## Instruction
Reproduce the records below word for word, starting at the line that contains "Task: mark the chipmunk left" and ending with the final line of the records, both included.

## Stored records
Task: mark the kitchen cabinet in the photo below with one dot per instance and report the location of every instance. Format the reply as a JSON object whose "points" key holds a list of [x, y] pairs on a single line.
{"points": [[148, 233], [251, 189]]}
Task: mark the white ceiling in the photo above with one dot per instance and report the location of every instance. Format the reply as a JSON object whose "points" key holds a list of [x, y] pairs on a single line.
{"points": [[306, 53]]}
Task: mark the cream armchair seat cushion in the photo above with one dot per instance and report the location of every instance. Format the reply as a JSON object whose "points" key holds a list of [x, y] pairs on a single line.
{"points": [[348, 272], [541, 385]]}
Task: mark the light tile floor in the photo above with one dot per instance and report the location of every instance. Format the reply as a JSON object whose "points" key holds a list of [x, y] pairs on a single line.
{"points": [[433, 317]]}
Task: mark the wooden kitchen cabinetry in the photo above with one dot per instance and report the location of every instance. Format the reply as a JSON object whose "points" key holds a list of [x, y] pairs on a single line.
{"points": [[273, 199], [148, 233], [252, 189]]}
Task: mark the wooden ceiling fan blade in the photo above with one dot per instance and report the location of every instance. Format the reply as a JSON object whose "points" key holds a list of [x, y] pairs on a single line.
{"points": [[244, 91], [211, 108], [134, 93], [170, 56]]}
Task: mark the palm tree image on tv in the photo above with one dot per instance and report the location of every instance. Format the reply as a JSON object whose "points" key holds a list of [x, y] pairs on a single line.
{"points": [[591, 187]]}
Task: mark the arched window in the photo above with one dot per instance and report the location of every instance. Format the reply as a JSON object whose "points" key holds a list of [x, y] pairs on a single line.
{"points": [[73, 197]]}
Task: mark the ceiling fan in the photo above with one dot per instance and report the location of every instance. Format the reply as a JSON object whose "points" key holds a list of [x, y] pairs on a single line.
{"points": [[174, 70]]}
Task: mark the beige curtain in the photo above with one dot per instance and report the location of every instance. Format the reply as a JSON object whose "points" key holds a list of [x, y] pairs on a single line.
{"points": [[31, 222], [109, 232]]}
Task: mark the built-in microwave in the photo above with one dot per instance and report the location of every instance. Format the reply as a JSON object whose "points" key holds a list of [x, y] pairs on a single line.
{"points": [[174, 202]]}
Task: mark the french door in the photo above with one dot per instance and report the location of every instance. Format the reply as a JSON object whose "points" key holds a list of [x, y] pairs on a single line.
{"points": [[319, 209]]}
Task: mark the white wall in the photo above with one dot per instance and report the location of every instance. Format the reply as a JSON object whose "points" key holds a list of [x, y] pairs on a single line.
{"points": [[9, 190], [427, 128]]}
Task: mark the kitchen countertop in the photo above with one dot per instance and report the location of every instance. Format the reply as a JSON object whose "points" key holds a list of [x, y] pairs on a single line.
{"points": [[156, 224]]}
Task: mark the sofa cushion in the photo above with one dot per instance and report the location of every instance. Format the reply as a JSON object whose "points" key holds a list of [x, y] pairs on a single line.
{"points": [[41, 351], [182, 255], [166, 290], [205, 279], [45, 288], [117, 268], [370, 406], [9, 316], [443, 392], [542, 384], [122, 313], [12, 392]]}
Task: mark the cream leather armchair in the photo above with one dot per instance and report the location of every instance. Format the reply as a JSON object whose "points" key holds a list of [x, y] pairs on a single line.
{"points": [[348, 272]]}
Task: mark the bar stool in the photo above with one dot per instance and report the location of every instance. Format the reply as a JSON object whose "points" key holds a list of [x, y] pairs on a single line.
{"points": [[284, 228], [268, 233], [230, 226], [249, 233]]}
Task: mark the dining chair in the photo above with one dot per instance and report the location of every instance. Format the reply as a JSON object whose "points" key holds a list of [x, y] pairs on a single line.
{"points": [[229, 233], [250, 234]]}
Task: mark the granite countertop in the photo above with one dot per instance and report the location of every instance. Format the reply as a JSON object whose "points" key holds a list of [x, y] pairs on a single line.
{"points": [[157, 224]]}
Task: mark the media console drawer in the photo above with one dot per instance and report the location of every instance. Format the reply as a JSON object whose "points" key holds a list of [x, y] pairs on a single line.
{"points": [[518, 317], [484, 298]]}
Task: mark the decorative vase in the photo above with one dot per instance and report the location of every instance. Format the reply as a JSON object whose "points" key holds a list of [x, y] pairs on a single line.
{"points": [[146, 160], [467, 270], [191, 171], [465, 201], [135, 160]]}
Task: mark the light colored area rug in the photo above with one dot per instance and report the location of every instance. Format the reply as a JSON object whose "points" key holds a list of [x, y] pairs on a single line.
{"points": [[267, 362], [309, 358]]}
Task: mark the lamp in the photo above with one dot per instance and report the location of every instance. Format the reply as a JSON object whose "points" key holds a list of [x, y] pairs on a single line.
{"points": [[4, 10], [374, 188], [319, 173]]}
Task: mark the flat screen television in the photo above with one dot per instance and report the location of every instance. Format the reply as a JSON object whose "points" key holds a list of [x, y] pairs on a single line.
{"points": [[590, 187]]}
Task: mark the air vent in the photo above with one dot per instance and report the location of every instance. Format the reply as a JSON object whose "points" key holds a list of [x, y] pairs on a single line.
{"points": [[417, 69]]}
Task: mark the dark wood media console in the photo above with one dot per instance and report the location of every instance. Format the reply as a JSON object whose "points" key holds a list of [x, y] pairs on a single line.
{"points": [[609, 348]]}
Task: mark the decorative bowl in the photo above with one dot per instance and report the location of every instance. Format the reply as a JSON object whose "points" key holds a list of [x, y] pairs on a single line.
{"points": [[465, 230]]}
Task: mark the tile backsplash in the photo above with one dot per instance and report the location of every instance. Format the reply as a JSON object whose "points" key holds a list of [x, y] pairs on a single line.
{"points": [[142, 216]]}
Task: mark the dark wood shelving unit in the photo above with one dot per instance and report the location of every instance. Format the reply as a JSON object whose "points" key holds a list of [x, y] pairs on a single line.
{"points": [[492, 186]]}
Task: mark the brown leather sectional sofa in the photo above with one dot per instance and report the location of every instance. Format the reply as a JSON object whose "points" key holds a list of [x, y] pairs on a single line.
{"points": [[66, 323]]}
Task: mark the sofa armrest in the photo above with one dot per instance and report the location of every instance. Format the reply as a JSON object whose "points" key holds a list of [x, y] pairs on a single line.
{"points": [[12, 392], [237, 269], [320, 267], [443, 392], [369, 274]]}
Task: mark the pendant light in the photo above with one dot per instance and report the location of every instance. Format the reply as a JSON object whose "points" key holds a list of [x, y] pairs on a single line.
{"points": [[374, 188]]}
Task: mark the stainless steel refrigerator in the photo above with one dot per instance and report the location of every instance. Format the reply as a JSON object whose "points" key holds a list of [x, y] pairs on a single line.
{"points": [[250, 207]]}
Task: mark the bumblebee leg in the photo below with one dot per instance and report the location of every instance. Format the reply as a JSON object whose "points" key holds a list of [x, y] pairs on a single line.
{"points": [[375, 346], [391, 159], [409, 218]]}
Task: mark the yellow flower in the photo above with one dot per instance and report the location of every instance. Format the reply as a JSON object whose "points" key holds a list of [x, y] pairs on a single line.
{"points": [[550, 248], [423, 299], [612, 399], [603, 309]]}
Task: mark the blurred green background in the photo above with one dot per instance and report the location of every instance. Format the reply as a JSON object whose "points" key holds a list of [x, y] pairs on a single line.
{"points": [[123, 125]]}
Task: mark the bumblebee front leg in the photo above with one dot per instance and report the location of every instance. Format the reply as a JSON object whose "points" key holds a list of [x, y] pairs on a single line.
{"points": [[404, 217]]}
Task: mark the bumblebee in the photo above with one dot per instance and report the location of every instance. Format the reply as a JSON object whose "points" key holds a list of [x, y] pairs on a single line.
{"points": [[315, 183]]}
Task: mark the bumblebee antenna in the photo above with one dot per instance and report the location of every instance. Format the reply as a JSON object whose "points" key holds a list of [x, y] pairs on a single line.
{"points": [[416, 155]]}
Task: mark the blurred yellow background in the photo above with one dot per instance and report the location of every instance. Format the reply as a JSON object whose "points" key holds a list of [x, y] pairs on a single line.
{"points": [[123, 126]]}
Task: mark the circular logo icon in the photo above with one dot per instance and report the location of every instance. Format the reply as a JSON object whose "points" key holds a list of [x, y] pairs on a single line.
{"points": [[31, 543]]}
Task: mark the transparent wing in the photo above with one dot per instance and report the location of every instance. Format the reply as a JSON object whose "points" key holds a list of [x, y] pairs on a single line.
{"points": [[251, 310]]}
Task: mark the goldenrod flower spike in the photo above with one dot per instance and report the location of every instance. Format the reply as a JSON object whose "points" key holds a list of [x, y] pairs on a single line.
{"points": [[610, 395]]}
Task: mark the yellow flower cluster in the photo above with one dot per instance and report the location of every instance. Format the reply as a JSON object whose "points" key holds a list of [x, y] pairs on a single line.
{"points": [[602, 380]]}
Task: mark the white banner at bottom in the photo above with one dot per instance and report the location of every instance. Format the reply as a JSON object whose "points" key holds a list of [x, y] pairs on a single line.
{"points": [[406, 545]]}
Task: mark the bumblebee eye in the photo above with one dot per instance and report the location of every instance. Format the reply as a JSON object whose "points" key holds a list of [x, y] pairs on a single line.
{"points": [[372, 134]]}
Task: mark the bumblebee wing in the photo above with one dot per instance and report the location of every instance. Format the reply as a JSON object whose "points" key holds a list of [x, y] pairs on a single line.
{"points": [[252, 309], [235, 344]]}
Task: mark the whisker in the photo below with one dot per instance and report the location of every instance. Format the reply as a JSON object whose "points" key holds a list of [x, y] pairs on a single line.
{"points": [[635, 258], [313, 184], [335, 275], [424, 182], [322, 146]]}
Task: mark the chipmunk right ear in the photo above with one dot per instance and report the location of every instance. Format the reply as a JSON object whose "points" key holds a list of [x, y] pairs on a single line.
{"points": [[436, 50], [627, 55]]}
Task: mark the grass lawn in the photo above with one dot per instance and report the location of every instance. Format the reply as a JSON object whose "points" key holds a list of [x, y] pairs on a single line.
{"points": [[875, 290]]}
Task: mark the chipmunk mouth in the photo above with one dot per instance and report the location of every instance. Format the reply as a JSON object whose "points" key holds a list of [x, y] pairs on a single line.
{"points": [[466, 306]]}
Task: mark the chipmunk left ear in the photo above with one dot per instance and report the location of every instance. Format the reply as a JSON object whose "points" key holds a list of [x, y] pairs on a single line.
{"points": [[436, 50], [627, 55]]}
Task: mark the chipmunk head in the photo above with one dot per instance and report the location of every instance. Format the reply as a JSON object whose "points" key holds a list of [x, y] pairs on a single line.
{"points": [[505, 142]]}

## Task answer
Task: mark the chipmunk left ear in the photo above with one dot per instance and report the location of every instance. Format the reply as a JSON object whose "points" key holds a list of [x, y] pairs on a single line.
{"points": [[436, 50], [627, 55]]}
Task: mark the chipmunk head in the photo above with one dot per instance and report the location of every instance. Format the reply as a JSON object whose "points" key holds a list of [x, y] pairs on a single line.
{"points": [[505, 142]]}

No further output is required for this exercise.